_Document segment_.
-.-.-

Musings of an Educational Entrepreneur


By Benjamin Franklin

This column gives education leaders the opportunity to discuss higher education issues. For more information contact Jenny Faubert at 920-264-0199 or jfaubert@careereducationreview.net.

Ben Franklin here!

One of the problems we had in the colonies was the monopolization of trade by the Crown. Through the use of taxes, tariffs, and regulation, King George and his cronies sought to control commerce and prevent our colonists from making a living. The Bostonians revolted and decided to dress up as natives and demonstrated civil disobedience, with the now famous, tossing of tea into the Boston Harbor.

In today’s American higher education community, there is a similar monopoly over higher education.

Large government owned institutions unfairly compete with private enterprise or private community based educational institutions. The universities have become powerful political forces that are immune to criticism, efficiency, and effectiveness.

The government has decided that these institutions are above criticism or even certain laws. For example, the University of North Carolina carried on a degree mill, which conferred credit to students who never went to class. This lasted almost 16 years. Did they lose their accreditation? Did they lose their Title IV funding? Did they pay back the millions of dollars illegally distributed? The University of Central Florida spent $99 million on construction projects unauthorized by the state. Did they lose the recognition by the department of education for administrative incapability? There are many examples of public institutions failing to meet standards or regulations, with little or no action taken against them. They are not only too big to fail, but they also are not allowed to fail.

A monopoly is defined as: “The exclusive possession or control of the supply of, or trade in a commodity or service.” The state universities and the community colleges clearly meet this definition and provide an unfair advantage over the private and for-profit educational community. Even though I started a career school in 1741, when there were no public educational offerings, I see today a system of unfair competition and unfettered abuse by the government, which makes basic operations for private institutions difficult, if not impossible to achieve. When higher education was only for the privileged and few professions required a college degree, private education flourished as the wealthy were able to choose schools that met their specific needs.

Today, our complex society requires significant post-secondary education, and the state universities, with their huge subsidies and under market tuition, are forcing many century old institutions to close their doors.

Even worse, these union dominated, money-hungry public institutions have created a hostile environment supported by their publicly elected owners to force for-profit and family owned (like mine) schools (businesses) to close, and often precipitously, by rabid regulators (like King George’s redcoats). While I admit there were some Charlatans who should have been placed in pillory stocks in front of city hall, the actions of the states and the federal government demonstrated the anti-competitive feelings and protection in their dominance.

Private education is an important and critical resource in our country. Instead of competing with it, our government should be protecting it.

-.-.-

_Task goal_.
In the column on the higher education monopoly, what enables state universities to force many century-old institutions to close their doors? Answer in one to three sentences.

_Material supplied_.
-.-.-

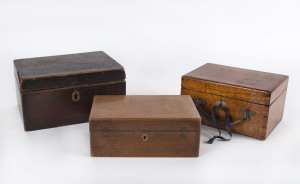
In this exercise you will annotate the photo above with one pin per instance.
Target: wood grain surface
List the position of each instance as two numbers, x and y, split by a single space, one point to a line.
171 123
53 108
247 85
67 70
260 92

-.-.-

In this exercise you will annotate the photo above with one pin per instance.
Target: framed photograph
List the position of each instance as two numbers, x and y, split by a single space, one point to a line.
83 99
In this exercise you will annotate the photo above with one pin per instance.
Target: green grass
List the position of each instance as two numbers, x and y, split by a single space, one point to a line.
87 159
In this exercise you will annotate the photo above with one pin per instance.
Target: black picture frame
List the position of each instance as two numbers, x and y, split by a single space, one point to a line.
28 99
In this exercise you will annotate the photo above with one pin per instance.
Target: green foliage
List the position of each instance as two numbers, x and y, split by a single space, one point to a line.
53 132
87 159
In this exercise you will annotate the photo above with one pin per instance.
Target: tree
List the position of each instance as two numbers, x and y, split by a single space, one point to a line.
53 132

-.-.-

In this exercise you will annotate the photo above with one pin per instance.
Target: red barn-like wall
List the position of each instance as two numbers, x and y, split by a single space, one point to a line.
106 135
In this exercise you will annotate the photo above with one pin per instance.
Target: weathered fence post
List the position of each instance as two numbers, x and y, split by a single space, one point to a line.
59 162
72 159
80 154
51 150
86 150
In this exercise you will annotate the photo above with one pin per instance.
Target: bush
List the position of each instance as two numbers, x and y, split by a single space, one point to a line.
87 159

-.-.-

_Answer to this task_.
The column says state universities can do this because of their huge subsidies and under-market tuition. It places this in a complex society that now requires significant post-secondary education.